- [Assignment]
Reproduce the listing exactly, so that no line differs from the original.

━━ The data ━━

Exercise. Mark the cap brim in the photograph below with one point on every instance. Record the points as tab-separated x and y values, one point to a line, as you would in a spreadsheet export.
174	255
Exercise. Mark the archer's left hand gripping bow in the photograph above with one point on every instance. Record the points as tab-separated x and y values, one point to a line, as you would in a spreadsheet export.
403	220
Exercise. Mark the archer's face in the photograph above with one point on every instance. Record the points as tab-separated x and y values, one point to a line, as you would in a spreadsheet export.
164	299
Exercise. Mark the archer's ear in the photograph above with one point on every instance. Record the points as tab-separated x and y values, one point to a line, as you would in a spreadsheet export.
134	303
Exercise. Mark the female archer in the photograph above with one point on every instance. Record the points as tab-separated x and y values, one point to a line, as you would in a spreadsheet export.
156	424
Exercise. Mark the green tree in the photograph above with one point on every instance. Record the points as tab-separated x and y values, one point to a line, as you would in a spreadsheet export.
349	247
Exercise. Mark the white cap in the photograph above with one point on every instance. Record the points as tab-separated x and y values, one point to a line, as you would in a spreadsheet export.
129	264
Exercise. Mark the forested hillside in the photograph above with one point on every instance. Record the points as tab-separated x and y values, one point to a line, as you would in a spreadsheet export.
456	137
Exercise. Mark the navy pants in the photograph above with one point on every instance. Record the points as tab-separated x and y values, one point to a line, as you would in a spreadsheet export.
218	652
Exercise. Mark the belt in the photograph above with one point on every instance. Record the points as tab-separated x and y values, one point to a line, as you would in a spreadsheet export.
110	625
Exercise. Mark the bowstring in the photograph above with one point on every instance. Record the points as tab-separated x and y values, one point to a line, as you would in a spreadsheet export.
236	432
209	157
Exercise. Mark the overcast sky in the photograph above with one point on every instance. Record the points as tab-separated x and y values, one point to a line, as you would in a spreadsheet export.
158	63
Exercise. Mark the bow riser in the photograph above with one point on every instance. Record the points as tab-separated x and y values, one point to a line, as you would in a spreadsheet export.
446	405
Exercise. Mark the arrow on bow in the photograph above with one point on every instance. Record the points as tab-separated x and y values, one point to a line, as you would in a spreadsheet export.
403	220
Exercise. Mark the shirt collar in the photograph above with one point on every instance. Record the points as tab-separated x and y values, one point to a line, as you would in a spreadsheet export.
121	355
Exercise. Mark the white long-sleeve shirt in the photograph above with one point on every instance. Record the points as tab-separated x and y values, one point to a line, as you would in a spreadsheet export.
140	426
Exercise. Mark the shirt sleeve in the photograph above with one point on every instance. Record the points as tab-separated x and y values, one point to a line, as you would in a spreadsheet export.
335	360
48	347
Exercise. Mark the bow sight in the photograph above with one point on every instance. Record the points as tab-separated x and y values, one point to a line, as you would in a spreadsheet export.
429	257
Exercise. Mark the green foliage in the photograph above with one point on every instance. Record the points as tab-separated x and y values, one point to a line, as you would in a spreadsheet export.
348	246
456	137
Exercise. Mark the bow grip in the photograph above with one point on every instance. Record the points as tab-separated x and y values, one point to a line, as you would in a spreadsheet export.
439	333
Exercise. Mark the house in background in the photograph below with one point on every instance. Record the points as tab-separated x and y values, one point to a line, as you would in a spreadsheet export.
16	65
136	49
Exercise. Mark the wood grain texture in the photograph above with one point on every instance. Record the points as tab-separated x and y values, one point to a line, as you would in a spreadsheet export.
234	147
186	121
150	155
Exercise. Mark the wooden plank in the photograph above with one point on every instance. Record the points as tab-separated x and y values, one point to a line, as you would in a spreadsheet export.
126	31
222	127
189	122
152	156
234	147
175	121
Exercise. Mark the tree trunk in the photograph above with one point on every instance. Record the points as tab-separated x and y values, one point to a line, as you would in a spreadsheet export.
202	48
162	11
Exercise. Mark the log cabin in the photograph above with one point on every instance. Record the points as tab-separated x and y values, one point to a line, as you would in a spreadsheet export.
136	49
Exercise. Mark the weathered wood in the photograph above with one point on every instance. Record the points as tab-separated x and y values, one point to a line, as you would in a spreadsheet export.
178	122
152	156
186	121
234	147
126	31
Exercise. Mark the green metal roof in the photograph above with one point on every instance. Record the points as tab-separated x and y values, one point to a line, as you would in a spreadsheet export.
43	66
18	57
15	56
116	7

━━━

- [Task solution]
Exercise. Mark the cap brim in the photograph below with one point on every instance. Record the points as tab-separated x and y values, one point to a line, as you would in a spreadsheet export.
174	255
Exercise. Mark the archer's left hand gripping bow in the photograph above with one point on every instance. Record the points as tab-separated x and y values, one point to a line, as you would in a spreadsheet export.
403	220
Exercise. Mark the archer's face in the photograph above with one point on every instance. Record the points as tab-separated x and y values, one point to a line, as you would in a spreadsheet export.
164	299
Exercise. Mark the archer's ear in the photograph above with one point on every instance. Record the points as tab-separated x and y values, one point to a line, as you would in a spreadsheet export.
134	303
Exercise. Mark the female archer in the photograph above with one point on every instance. Record the points as tab-separated x and y values, one point to a line, as you would in a spreadsheet export.
156	424
Exercise. Mark the green tree in the photograph above with one point on every instance. Record the points as tab-separated x and y values, one point to a line, as you would in a spreadsheet export.
349	247
Exercise. Mark the white cap in the photograph above with one point on every instance. Record the points as tab-separated x and y values, one point to a line, as you would in a spreadsheet export.
129	264
Exercise. Mark the forested hillside in the photograph above with one point on every instance. Record the points as tab-separated x and y values, one point to a line, as you would in a spreadsheet export.
456	137
Exercise. Mark the navy pants in the photograph above with one point on every instance. Record the points as tab-separated x and y values, one point to a line, as you would in a spreadsheet export.
218	652
Exercise. Mark the belt in the photograph above with one point on every instance. Record the points as tab-separated x and y values, one point to a line, as you would in a spreadsheet export.
110	625
Exercise. Mark the bowstring in the photograph above with one point on every instance. Record the points as tab-separated x and y values, one point to a line, as you would in a spreadsheet export.
236	432
209	157
Exercise. Mark the overcast sky in the photograph above with one point on every instance. Record the points as tab-separated x and y values, one point to a line, as you would in a spreadsheet export.
158	63
Exercise. Mark the bow riser in the photograph above with one point on every instance. Record the points as tab-separated x and y values, one point to a line, as you would in a spreadsheet export.
446	405
Exercise. Mark the arrow on bow in the photograph above with one point on every instance. Record the points as tab-separated x and y values, one point to a line, as you would in a spreadsheet export.
403	220
Exercise. Mark the shirt collar in the photograph above with one point on every instance. Record the points as tab-separated x and y values, one point to a line, as you would in a spreadsheet export.
121	355
Exercise. Mark the white long-sleeve shirt in the photograph above with one point on every instance. Record the points as tab-separated x and y values, one point to a line, as you would in a spreadsheet export.
140	426
Exercise. Mark the shirt sleeve in the photograph above with one point on every instance. Record the points as tab-separated x and y values, one point to a line, as you would in a spreadsheet export.
335	360
48	347
Exercise. Mark the bow sight in the photograph above with one point on every instance. Record the points as tab-separated x and y values, one point to a line, as you would in a spreadsheet export.
429	257
Exercise. Mark the green foliage in the photograph above with one point on every instance. Record the points as tab-separated x and y values, one point to a line, as you would in a spreadsheet export.
348	246
456	137
Exercise. Mark the bow grip in the photograph above with one point on every instance. Record the points as tab-separated x and y values, one point to a line, as you would in a spreadsheet export.
439	333
Exercise. Mark the house in background in the photograph below with one point on every instance. Record the points as tab-separated x and y values, one point to a line, as you would in a spreadsheet export.
16	65
136	49
Exercise. Mark the wood grain texture in the photograph above with one point on every instance. Record the points as tab-separated x and y values, one point to a line, as you would in a spreadsheet export.
234	147
186	121
150	155
Exercise. Mark the wooden plank in the photograph above with one point on every instance. Record the points as tab-separated x and y values, one point to a line, as you would in a spreadsheet export.
126	31
222	127
189	122
152	156
234	147
175	121
Exercise. Mark the tree trunk in the photograph above with one point on every instance. Record the points as tab-separated x and y values, one point to a line, as you would in a spreadsheet export.
202	48
162	11
Exercise. Mark the log cabin in the photograph above with one point on every instance. Record the points as tab-separated x and y values, one point to a line, as you would in a spreadsheet export.
136	49
Exercise. Mark the weathered wood in the photograph above with one point on every instance. Record the points as tab-separated x and y values, one point to a line, as you would in a spreadsheet export.
178	122
152	156
186	121
234	147
126	31
Exercise. Mark the green metal roof in the photograph above with one point on every instance. Record the points as tab-separated x and y values, one point to a line, as you would in a spreadsheet export.
43	66
18	57
15	56
116	7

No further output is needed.